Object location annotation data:
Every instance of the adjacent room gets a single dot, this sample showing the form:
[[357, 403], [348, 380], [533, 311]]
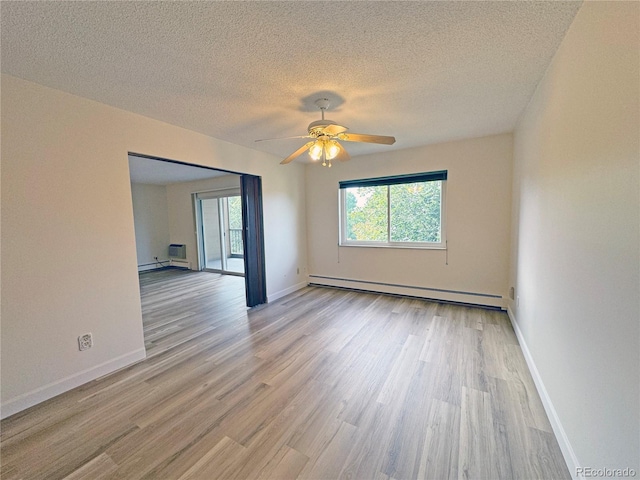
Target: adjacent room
[[366, 240]]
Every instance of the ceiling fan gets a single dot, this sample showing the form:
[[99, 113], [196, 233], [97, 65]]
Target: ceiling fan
[[326, 135]]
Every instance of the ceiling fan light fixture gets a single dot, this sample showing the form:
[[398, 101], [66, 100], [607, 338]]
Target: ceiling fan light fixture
[[315, 152]]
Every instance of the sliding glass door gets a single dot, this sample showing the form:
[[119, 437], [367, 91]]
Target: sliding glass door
[[220, 225]]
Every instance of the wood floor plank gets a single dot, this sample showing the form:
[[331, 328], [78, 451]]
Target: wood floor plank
[[323, 383]]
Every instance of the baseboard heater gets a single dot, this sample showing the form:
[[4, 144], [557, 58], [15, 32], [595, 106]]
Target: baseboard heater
[[178, 255], [437, 294]]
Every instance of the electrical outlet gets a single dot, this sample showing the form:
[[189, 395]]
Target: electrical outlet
[[85, 341]]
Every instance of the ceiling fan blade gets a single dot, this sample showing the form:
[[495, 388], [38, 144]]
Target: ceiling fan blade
[[297, 153], [361, 137], [342, 155], [281, 138], [334, 129]]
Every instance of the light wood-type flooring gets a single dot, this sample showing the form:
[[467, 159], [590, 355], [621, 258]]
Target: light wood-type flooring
[[321, 384]]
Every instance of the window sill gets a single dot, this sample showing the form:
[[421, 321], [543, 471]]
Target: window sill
[[401, 246]]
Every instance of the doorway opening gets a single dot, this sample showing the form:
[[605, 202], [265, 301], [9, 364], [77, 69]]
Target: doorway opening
[[214, 217]]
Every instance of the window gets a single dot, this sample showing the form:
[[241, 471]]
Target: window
[[402, 211]]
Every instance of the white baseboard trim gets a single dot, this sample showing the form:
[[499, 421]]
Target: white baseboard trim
[[438, 294], [565, 446], [29, 399], [275, 296]]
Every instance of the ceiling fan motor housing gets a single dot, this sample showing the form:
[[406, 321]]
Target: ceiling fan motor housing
[[316, 128]]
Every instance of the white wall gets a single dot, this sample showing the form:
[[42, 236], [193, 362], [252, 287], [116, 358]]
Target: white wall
[[575, 236], [478, 206], [181, 215], [66, 188], [151, 222]]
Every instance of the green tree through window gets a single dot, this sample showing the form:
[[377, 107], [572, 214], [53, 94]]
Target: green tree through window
[[404, 213]]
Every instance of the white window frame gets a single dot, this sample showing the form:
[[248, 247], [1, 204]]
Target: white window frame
[[342, 216]]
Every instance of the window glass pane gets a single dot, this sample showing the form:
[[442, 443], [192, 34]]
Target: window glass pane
[[415, 212], [366, 214]]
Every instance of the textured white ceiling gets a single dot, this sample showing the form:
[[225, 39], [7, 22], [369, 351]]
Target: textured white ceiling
[[157, 172], [424, 72]]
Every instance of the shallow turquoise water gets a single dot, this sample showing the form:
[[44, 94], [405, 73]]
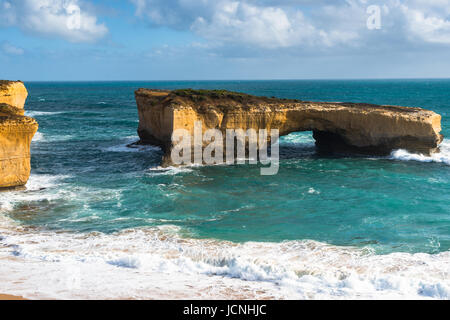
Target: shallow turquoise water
[[97, 184]]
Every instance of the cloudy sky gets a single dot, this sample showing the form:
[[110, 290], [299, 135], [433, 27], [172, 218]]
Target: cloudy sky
[[223, 39]]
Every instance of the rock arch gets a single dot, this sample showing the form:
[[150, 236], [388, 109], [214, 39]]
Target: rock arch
[[338, 127]]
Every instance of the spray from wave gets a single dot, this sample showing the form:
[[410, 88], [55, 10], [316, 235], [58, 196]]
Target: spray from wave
[[159, 263], [440, 157]]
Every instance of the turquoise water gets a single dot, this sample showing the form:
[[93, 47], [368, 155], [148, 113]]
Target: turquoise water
[[97, 184]]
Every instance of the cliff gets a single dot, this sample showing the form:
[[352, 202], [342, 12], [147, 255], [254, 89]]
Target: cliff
[[337, 127], [16, 133]]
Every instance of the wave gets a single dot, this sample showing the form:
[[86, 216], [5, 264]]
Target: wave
[[171, 171], [129, 146], [440, 157], [121, 265], [33, 191], [31, 113]]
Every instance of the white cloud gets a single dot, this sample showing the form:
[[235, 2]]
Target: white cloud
[[55, 18], [10, 49], [302, 23], [429, 23]]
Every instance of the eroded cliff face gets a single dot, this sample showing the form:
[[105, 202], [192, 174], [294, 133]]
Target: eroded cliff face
[[16, 133], [337, 127]]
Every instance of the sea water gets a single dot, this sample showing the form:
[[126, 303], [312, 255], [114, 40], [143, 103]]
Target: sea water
[[101, 220]]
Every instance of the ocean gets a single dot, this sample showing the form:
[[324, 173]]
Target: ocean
[[101, 220]]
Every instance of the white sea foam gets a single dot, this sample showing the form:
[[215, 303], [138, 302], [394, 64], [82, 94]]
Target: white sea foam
[[33, 191], [171, 171], [440, 157], [159, 263], [31, 113], [128, 146]]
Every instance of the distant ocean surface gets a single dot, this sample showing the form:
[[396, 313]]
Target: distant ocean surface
[[101, 220]]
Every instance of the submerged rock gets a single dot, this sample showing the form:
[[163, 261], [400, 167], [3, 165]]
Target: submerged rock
[[337, 127], [16, 133]]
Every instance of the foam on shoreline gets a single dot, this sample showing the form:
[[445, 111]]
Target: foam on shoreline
[[159, 263]]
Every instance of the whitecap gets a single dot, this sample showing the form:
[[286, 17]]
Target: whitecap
[[439, 157], [31, 113], [121, 265], [169, 170]]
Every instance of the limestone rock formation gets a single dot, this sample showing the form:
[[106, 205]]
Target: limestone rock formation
[[16, 133], [337, 127]]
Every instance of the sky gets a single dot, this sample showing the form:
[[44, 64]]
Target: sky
[[53, 40]]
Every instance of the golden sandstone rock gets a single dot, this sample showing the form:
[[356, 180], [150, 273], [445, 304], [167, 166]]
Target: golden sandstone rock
[[337, 127], [16, 133]]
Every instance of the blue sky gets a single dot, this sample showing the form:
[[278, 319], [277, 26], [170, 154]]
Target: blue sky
[[223, 39]]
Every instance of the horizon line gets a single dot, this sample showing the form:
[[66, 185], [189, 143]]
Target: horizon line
[[229, 80]]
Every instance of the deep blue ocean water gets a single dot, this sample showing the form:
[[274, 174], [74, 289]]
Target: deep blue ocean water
[[99, 184]]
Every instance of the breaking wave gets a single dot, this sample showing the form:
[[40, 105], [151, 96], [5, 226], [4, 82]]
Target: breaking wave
[[440, 157]]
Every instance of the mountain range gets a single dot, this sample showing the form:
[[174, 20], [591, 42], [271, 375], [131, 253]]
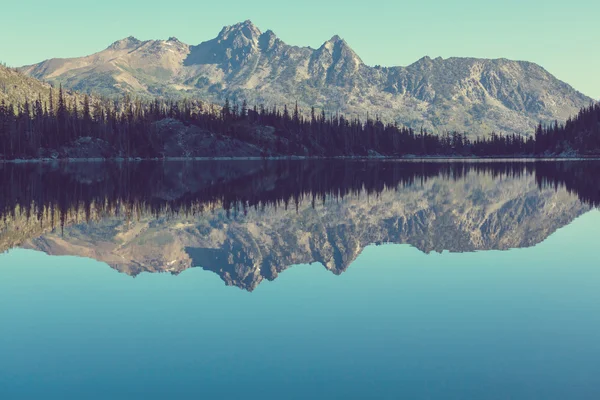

→ **DIRECTIONS**: In every row, change "sample" to "example" and keep all other text the same. Leave the pictures out.

→ **CORRECT RESPONSE**:
Every instance of the adjacent room gets a single dot, this example showing the form:
[[357, 403], [348, 380], [533, 311]]
Target: adjacent room
[[366, 240]]
Every instance of the ceiling fan gets a single dot, this example showing the form:
[[99, 113], [196, 233], [97, 65]]
Target: ceiling fan
[[326, 135]]
Every instance of the ceiling fan light fixture gets a single dot, this example showing the form:
[[398, 101], [66, 100], [607, 338]]
Target: ceiling fan light fixture
[[315, 152]]
Every instance of the sliding glass door gets a single dot, this example showing the form:
[[119, 437], [367, 91]]
Target: sliding glass door
[[220, 225]]
Every instance of the wood floor plank gets a single dot, this example showing the form:
[[331, 328], [78, 451]]
Target: wood floor plank
[[323, 383]]
Every instance of the baseboard heater gets a single dot, this example showing the form:
[[4, 144], [557, 58], [15, 32], [595, 106]]
Target: baseboard heater
[[178, 255], [437, 294]]
Every instance of the electrical outlet gets a single dot, this example showing the form:
[[189, 395]]
Target: electrical outlet
[[85, 341]]
Every instance of the ceiling fan blade gets a single dot, this example showing the form:
[[495, 388], [38, 144]]
Target: ceiling fan blade
[[297, 153], [361, 137], [342, 155], [281, 138], [334, 129]]
Every instance of the light wood-type flooring gets a single dot, this example showing the form:
[[467, 159], [590, 355], [621, 258]]
Target: light wood-type flooring
[[321, 384]]
Every instance of the window sill gets a single dot, this example showing the form:
[[421, 321], [543, 471]]
Target: window sill
[[401, 246]]
Every instance of the doorway opening gets a single dot, this example showing the form:
[[605, 202], [265, 301], [9, 364], [77, 69]]
Target: doorway opening
[[214, 217]]
Every instance of the window gets a single dot, this example showing the form:
[[241, 471]]
Target: window
[[402, 211]]
Every instance of the white baseboard trim gets a single dot, this example showing the form:
[[499, 421]]
Target: white baseboard trim
[[438, 294], [565, 446], [29, 399], [275, 296]]
Every instance of the ceiling fan motor housing gets a single dot, this example showing the form:
[[406, 321]]
Target: ceiling fan motor housing
[[316, 128]]
Every instance of the white wall gets a single dot, this example showing the form:
[[42, 236], [193, 362], [252, 287], [116, 358]]
Target: white wall
[[575, 236], [478, 206], [181, 215], [66, 188], [151, 222]]
Every instance of the green tree through window gets a single dot, this example showing the form:
[[377, 107], [572, 214], [53, 94]]
Target: green tree through window
[[404, 213]]
Every instance of the white window frame gets a single dot, this example showing the form:
[[248, 247], [1, 204]]
Target: white window frame
[[342, 216]]
Every instance of the window glass pane gets a single dot, this example showing the form:
[[442, 443], [192, 34]]
Target: window glass pane
[[415, 212], [366, 214]]
Every instance of the textured white ceiling gets a single dot, this example showing the form:
[[225, 39], [7, 22], [369, 351]]
Target: textured white ceiling
[[157, 172], [424, 72]]
Every instance of the shallow turquoise water gets a single dot, this example showing the form:
[[44, 94], [405, 73]]
Target: shallow turquoise water
[[97, 184]]
Every instance of the cloudy sky gets a single dot, this example showing the form:
[[110, 290], [299, 135], [433, 27], [172, 218]]
Target: cloudy sky
[[223, 39]]
Every instance of the rock arch gets a single dot, this example showing the form:
[[150, 236], [388, 109], [214, 39]]
Target: rock arch
[[338, 127]]
Every instance of the spray from wave gets a single dot, this example showing the form:
[[410, 88], [55, 10], [316, 235], [58, 196]]
Target: spray from wave
[[159, 263], [440, 157]]
Every instance of the turquoise water gets a single dot, this example showing the form:
[[93, 47], [368, 155], [148, 113]]
Target: turquoise water
[[97, 184]]
Every instance of the cliff gets a single dot, this example showing the form:
[[352, 202], [342, 12], [147, 255], [254, 89]]
Target: cliff
[[337, 127], [16, 133]]
Every instance of the wave gets a single dot, this example showing the form:
[[86, 216], [5, 264]]
Target: wave
[[171, 171], [129, 146], [440, 157], [121, 265], [33, 191], [31, 113]]
Every instance of the white cloud gets a single dot, this example showing the form:
[[235, 2]]
Target: white cloud
[[55, 18], [10, 49], [302, 23], [429, 23]]
Every instance of the eroded cliff face gets a single dot, this example showing the form:
[[105, 202], [192, 174], [294, 133]]
Target: eroded cliff face
[[16, 133], [337, 127]]
Every instance of the sea water gets a single dot, this example showing the form:
[[126, 303], [312, 255], [114, 40], [143, 103]]
Target: sea water
[[101, 220]]
Every instance of the ocean gets a single dot, this example showing the form:
[[324, 173]]
Target: ocean
[[101, 220]]
Every instance of the white sea foam gets a single dot, this example showing the form:
[[215, 303], [138, 302], [394, 64], [82, 94]]
Target: white sea foam
[[33, 191], [171, 171], [440, 157], [159, 263], [31, 113], [128, 146]]
Every instance of the distant ocean surface gets a single dot, this example showing the form:
[[396, 313]]
Target: distant ocean surface
[[101, 220]]
Every instance of the submerged rock gets a single dot, this example showing the form:
[[163, 261], [400, 167], [3, 165]]
Target: submerged rock
[[337, 127], [16, 133]]
Every instance of the foam on shoreline gets a single dot, this example showing the form:
[[445, 111]]
Target: foam on shoreline
[[159, 263]]
Every instance of the whitecap gets a single dot, this example showing the form:
[[286, 17]]
Target: whitecap
[[439, 157], [31, 113], [121, 265], [169, 170]]
Every instance of the limestone rock formation gets a single dot, this example showing the form:
[[106, 205]]
Target: limestone rock formation
[[16, 133], [337, 127]]
Every instance of the sky gets a single dot, this example showing the form:
[[44, 64]]
Target: sky
[[53, 40]]
Every instance of the golden sandstone rock gets a single dot, this example showing the form:
[[356, 180], [150, 273], [445, 304], [167, 166]]
Target: golden sandstone rock
[[337, 127], [16, 133]]
Every instance of the blue sky gets a single dot, this example showing the form:
[[278, 319], [277, 26], [170, 154]]
Target: blue sky
[[223, 39]]
Every instance of the horizon line gets a single dot, this example showing the form:
[[66, 185], [189, 143]]
Target: horizon line
[[229, 80]]
Every instance of the deep blue ocean water gets a single dot, this example showing the form:
[[274, 174], [74, 289]]
Target: deep blue ocean water
[[99, 184]]
Every instance of the breaking wave gets a single dot, this example showing the form:
[[40, 105], [151, 96], [5, 226], [4, 82]]
Target: breaking wave
[[440, 157]]
Every instance of the mountain range gets a single dot, this example showing the form:
[[174, 20], [591, 42], [271, 375], [131, 253]]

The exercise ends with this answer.